• [Text for analysis]
%%

Mechanisms of islet damage mediated by pancreas cold ischemia/rewarming

Prolonged pancreas cold ischemia is known to negatively correlate with islet isolation outcomes, hindering successful islet transplantation to treat Type-1 Diabetes. Due to poor islet isolation outcome, pancreata with over 16 h cold ischemia are currently not considered for islet transplantation. Mechanisms involved in pancreas cold ischemia/rewarming mediated islet damage during islet isolation and culture are not well understood. Using an en bloc cold preserved rat pancreas preparation, we attempted to clarify possible mechanisms of islet death associated with prolonged pancreas cold ischemia and subsequent rewarming. Cold ischemia lasting 16 h decreased post-isolation islet yield and increased islet death during the initial 6 h of culture. Electron micrographs revealed swelling and severe disruption of cellular and mitochondrial membranes, as well as an enlarged endoplasmic reticulum (ER) in β-cells isolated from cold preserved pancreata. Prolonged cold ischemia of the pancreas transiently activated mitogen-activated protein kinases (MAPKs) in isolated islets and increased lipid peroxidation products 4-hydroxynonenal (HNE) and heat shock protein (Hsp) 70 after culture, indicating the activation of oxidative stress signaling pathways. The islet isolation process, irrespective of pancreas cold ischemia, activated unfolded protein response (UPR), while the ER protective chaperon BiP was further upregulated by pancreas cold ischemia/rewarming. During the first 6 h of culture following islet isolation, p53 upregulated modulator of apoptosis (Puma) and caspase-3 activation were also upregulated. Our study indicates the involvement of both apoptosis and necrosis in islet death, and suggests oxidative stress and disruption of membranes are critical mechanisms mediated by pancreas cold ischemia/rewarming.

%%

• [Data extract]
%%

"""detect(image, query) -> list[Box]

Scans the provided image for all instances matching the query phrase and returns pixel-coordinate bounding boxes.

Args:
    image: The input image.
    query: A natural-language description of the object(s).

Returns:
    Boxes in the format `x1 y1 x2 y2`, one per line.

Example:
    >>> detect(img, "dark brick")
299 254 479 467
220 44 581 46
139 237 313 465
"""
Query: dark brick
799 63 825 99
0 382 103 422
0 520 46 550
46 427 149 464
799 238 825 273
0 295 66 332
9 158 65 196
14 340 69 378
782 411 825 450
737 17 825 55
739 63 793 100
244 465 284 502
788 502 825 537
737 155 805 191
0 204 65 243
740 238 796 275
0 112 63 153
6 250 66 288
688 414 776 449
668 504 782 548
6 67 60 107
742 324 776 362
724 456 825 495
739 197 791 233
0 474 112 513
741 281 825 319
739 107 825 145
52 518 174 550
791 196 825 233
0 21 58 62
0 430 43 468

%%

• [Task instructions] In the abstract on pancreas cold ischemia, list each abbreviation that appears in parentheses after its full term, giving that full term with it. The records have no connection to the text.

• [Your response]
- ER: endoplasmic reticulum
- MAPKs: mitogen-activated protein kinases
- HNE: 4-hydroxynonenal
- Hsp: heat shock protein
- UPR: unfolded protein response
- Puma: p53 upregulated modulator of apoptosis